▸ Exercises to complete:
**1.** Rewrite the 2023 Croatia Open Umag article from "The 2023 Croatia" to "of his career.", substituting "singles trophy" for "singles title".
**2.** Extend the 2023 Croatia Open Umag article past the point where it stops.

- Date: 24–30 July
- Edition: 33rd
- Category: ATP Tour 250
- Draw: 28S / 16D
- Prize money: €562,815
- Surface: Clay
- Location: Umag, Croatia

Champions

Singles
- Alexei Popyrin

Doubles
- Blaž Rola / Nino Serdarušić
- ← 2022 · Croatia Open · 2024 →

= 2023 Croatia Open Umag =

The 2023 Croatia Open Umag, also known as the Plava Laguna Croatia Open Umag (for sponsorship reasons), was a men's tennis tournament played on outdoor clay courts. It was the 33rd edition of the Croatia Open, and part of the 250 Series of the 2023 ATP Tour. It took place at the International Tennis Center in Umag, Croatia, from 24 through 30 July 2023. Unseeded Alexei Popyrin won the singles title.

== Finals ==

=== Singles ===

AUS Alexei Popyrin defeated SUI Stan Wawrinka, 6–7^{(5–7)}, 6–3, 6–4
- It was Popyrin's only singles title of the year and the 2nd of his career.

=== Doubles ===

SLO Blaž Rola / CRO Nino Serdarušić defeated ITA Simone Bolelli / ITA Andrea Vavassori, 4–6, 7–6^{(7–2)}, [15–13]

== Points and prize money ==

=== Point distribution ===

| Event | W | F | SF | QF | Round of 16 | Round of 32 | Q | Q2 | Q1 |
| Singles | 250 | 150 | 90 | 45 | 20 | 0 | 12 | 6 | 0 |
| Doubles | 0 | —N/a | —N/a | —N/a | —N/a |

=== Prize money ===

| Event | W | F | SF | QF | Round of 16 | Round of 32 | Q2 | Q1 |
| Singles | €85,605 | €49,940 | €29,355 | €17,010 | €9,880 | €6,035 | €3,020 | €1,645 |
| Doubles* | €29,740 | €15,910 | €9,330 | €5,220 | €3,070 | —N/a | —N/a | —N/a |

_{*per team}

== Singles main draw entrants ==

=== Seeds ===

| Country | Player | Rank^{1} | Seed |
|---|---|---|---|
| CZE | Jiří Lehečka | 33 | 1 |
| ITA | Lorenzo Sonego | 42 | 2 |
| AUT | Sebastian Ofner | 58 | 3 |
| ESP | Roberto Carballés Baena | 60 | 4 |
| AUS | Christopher O'Connell | 67 | 5 |
| SUI | Stan Wawrinka | 74 | 6 |
| ITA | Matteo Arnaldi | 75 | 7 |
| ESP | Albert Ramos Viñolas | 79 | 8 |

- ^{1} Rankings are as of 17 July 2023.

[Records excerpted from a collection]
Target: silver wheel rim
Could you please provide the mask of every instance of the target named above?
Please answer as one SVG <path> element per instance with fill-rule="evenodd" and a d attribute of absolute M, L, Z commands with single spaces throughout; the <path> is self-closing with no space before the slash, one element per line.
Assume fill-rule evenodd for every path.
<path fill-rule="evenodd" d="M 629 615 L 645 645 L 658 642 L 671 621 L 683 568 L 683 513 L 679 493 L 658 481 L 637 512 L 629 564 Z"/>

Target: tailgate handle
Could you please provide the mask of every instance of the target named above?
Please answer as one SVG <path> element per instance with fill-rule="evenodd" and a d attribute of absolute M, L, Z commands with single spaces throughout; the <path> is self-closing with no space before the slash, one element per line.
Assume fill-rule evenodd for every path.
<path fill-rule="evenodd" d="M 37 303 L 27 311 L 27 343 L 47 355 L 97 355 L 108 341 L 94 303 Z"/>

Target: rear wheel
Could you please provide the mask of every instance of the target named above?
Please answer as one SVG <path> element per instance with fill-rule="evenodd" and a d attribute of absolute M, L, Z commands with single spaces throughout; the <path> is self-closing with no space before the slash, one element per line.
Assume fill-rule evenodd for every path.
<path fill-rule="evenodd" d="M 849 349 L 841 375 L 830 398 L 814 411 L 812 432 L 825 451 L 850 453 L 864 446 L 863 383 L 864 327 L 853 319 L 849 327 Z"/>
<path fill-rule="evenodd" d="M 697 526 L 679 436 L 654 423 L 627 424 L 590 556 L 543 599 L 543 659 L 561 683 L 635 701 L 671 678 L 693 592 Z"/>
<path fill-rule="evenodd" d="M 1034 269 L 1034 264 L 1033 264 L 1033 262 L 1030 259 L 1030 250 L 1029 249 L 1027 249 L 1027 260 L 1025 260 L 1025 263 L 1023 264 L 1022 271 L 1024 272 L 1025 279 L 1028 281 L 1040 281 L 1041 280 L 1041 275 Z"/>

▸ Final answers:
**1.**
The 2023 Croatia Open Umag, also known as the Plava Laguna Croatia Open Umag (for sponsorship reasons), was a men's tennis tournament played on outdoor clay courts. It was the 33rd edition of the Croatia Open, and part of the 250 Series of the 2023 ATP Tour. It took place at the International Tennis Center in Umag, Croatia, from 24 through 30 July 2023. Unseeded Alexei Popyrin won the singles trophy.

== Finals ==

=== Singles ===

AUS Alexei Popyrin defeated SUI Stan Wawrinka, 6–7^{(5–7)}, 6–3, 6–4
- It was Popyrin's only singles trophy of the year and the 2nd of his career.

**2.**
===Other entrants===
The following players received wildcards into the main draw:
- CRO Duje Ajduković
- ESP Martín Landaluce
- CRO Dino Prižmić

The following players received entry from the qualifying draw:
- ARG Facundo Bagnis
- ITA Flavio Cobolli
- NED Jesper de Jong
- AUT Filip Misolic

===Withdrawals===
- DEN Holger Rune → replaced by ARG Juan Manuel Cerúndolo

== Doubles main draw entrants ==
=== Seeds ===

| Country | Player | Country | Player | Rank^{1} | Seed |
|---|---|---|---|---|---|
| ITA | Simone Bolelli | ITA | Andrea Vavassori | 85 | 1 |
| FRA | Sadio Doumbia | FRA | Fabien Reboul | 89 | 2 |
| POR | Francisco Cabral | BRA | Rafael Matos | 96 | 3 |
| URU | Ariel Behar | CZE | Adam Pavlásek | 100 | 4 |

- ^{1} Rankings as of 17 July 2023.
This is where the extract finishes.